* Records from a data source

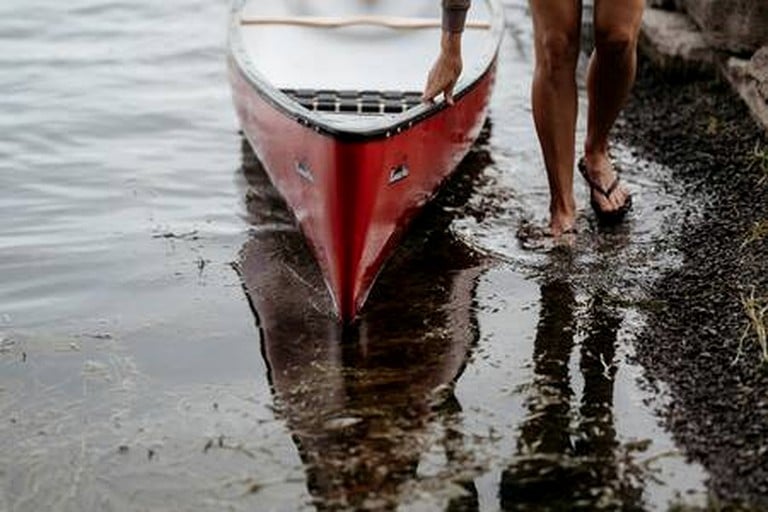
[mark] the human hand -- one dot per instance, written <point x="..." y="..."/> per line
<point x="446" y="70"/>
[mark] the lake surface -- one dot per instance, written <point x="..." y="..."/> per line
<point x="164" y="338"/>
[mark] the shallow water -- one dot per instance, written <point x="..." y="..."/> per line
<point x="141" y="370"/>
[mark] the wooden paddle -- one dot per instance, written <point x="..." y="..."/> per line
<point x="338" y="22"/>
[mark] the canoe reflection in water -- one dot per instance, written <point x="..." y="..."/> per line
<point x="365" y="407"/>
<point x="361" y="404"/>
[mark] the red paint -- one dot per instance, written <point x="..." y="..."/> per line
<point x="350" y="214"/>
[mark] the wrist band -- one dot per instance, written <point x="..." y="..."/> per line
<point x="454" y="15"/>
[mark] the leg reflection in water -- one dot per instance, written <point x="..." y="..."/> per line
<point x="567" y="459"/>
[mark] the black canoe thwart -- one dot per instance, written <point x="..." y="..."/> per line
<point x="355" y="102"/>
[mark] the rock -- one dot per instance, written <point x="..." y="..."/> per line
<point x="758" y="71"/>
<point x="737" y="26"/>
<point x="674" y="45"/>
<point x="750" y="79"/>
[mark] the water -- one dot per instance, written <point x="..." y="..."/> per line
<point x="141" y="370"/>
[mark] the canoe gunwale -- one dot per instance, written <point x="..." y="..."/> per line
<point x="346" y="132"/>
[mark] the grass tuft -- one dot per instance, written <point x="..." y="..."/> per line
<point x="756" y="311"/>
<point x="759" y="160"/>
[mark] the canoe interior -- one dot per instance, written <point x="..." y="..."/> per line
<point x="356" y="59"/>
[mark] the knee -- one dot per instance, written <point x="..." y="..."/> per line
<point x="558" y="52"/>
<point x="615" y="40"/>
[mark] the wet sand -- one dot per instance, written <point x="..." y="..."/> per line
<point x="166" y="342"/>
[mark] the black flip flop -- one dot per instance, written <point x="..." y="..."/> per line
<point x="612" y="217"/>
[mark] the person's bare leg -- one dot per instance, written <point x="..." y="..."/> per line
<point x="556" y="27"/>
<point x="610" y="76"/>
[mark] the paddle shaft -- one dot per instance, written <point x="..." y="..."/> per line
<point x="339" y="22"/>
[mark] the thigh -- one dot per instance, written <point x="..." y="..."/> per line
<point x="556" y="19"/>
<point x="618" y="17"/>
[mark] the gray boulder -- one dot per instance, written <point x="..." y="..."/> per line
<point x="737" y="26"/>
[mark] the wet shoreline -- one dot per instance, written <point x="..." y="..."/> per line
<point x="139" y="371"/>
<point x="719" y="406"/>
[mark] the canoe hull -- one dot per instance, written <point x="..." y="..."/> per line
<point x="353" y="197"/>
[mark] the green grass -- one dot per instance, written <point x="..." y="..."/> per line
<point x="756" y="311"/>
<point x="759" y="160"/>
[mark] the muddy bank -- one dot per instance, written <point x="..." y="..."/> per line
<point x="719" y="411"/>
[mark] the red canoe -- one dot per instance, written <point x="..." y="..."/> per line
<point x="328" y="95"/>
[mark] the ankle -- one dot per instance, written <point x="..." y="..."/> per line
<point x="595" y="151"/>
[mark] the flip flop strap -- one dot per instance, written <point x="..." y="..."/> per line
<point x="596" y="186"/>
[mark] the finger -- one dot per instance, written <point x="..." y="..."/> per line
<point x="448" y="93"/>
<point x="431" y="91"/>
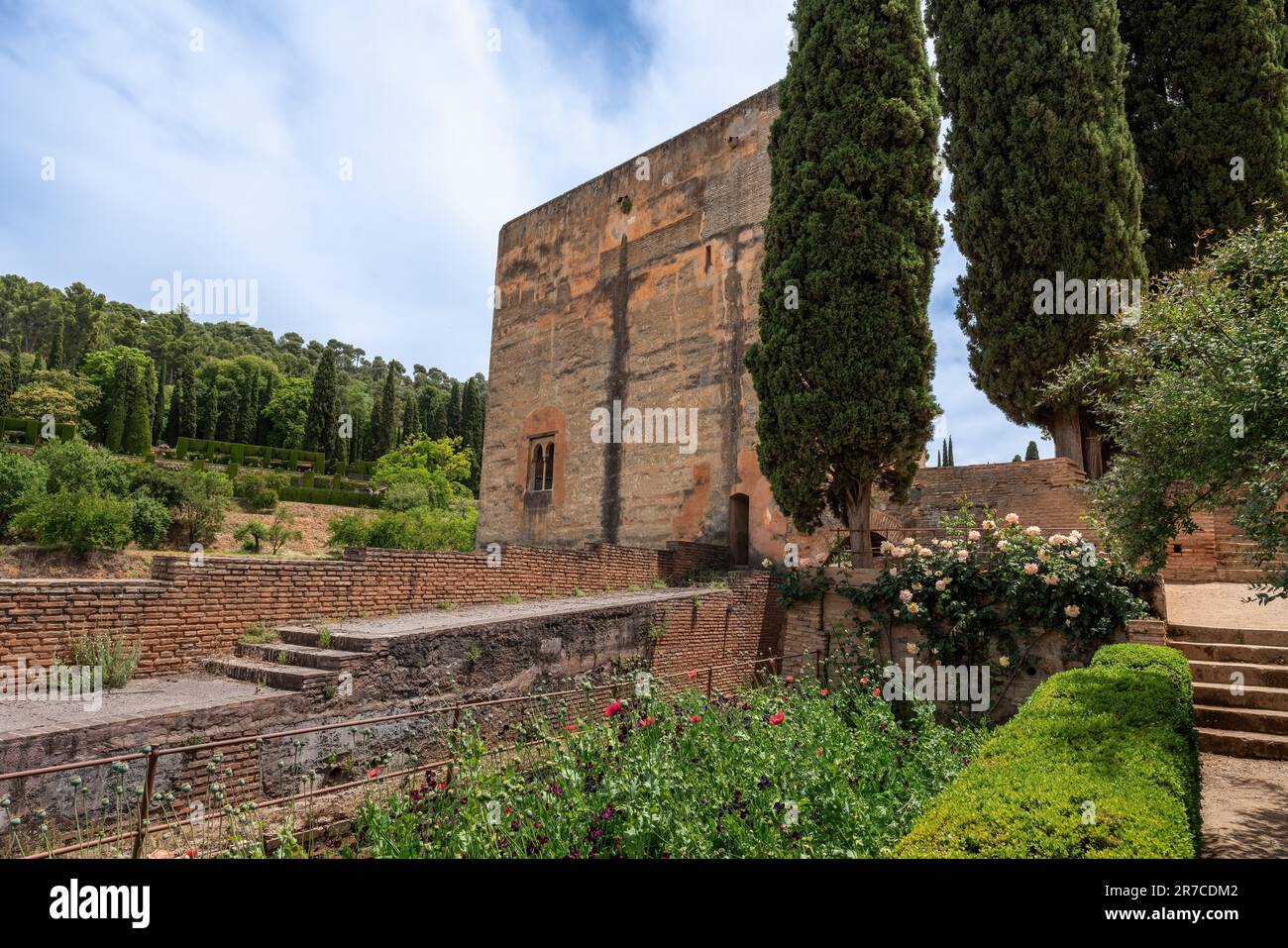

* Task instructions
Find the line containing "[mark] the paddle" in the records above, then copy it and every line after it exactly, through the last one, without any pictures.

* Exercise output
[mark] the paddle shaft -- one dot per instance, written <point x="..." y="..."/> per line
<point x="339" y="22"/>
[mark] the thigh -- one dot per instance, written <point x="..." y="..."/> per line
<point x="556" y="19"/>
<point x="618" y="17"/>
[mark] the gray boulder -- one dot per instance, written <point x="..." y="..."/> per line
<point x="737" y="26"/>
[mark] the wet shoreline -- one dot per instance, written <point x="..." y="..."/> per line
<point x="139" y="371"/>
<point x="719" y="406"/>
[mark] the canoe hull -- one dot per instance, written <point x="..." y="..."/> per line
<point x="353" y="197"/>
[mark] the green grass -- one dot per instance, written <point x="..." y="..."/> per line
<point x="756" y="311"/>
<point x="759" y="160"/>
[mark] the muddy bank -- one dot per instance, written <point x="..." y="..."/> per line
<point x="719" y="411"/>
[mark] the red canoe -- one dot per instance, written <point x="..." y="..."/> per line
<point x="328" y="95"/>
[mark] the ankle -- one dot per instance, written <point x="..." y="..."/> per line
<point x="595" y="151"/>
[mark] the flip flop strap -- one dot per instance, written <point x="..." y="..."/> per line
<point x="596" y="186"/>
[mark] the finger -- one dot per instance, written <point x="..." y="..."/> per line
<point x="448" y="93"/>
<point x="431" y="91"/>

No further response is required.